<<<<

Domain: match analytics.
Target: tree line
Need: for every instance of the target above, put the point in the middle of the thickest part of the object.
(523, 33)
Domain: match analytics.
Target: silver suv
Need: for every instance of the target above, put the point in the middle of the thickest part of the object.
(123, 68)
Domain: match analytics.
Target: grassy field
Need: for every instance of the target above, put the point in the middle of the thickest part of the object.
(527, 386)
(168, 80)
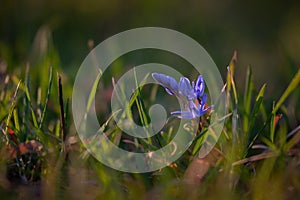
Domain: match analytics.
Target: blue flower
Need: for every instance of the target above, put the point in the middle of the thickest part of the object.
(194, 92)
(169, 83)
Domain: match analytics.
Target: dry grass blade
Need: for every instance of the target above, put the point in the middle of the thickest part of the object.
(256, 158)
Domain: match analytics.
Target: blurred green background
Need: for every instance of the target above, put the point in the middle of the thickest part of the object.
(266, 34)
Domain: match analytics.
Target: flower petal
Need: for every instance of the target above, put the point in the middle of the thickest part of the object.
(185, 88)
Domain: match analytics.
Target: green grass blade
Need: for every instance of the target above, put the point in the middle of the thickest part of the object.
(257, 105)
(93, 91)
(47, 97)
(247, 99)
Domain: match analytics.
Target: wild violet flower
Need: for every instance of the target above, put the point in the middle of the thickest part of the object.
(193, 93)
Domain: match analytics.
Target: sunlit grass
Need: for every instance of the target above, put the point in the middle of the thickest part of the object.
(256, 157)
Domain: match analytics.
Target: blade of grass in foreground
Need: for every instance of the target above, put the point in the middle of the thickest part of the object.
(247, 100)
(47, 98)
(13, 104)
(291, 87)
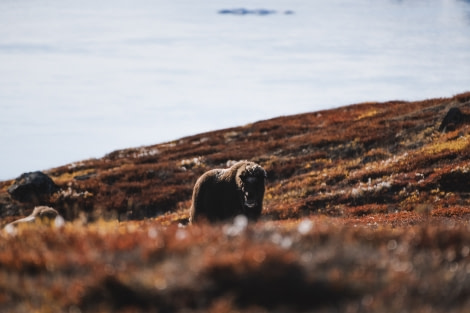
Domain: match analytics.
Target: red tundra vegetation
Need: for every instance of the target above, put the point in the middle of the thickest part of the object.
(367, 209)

>>>>

- [Set problem]
Count the lines in the records above that contain the string "blade" (matching case) and give only that number.

- [Worked answer]
3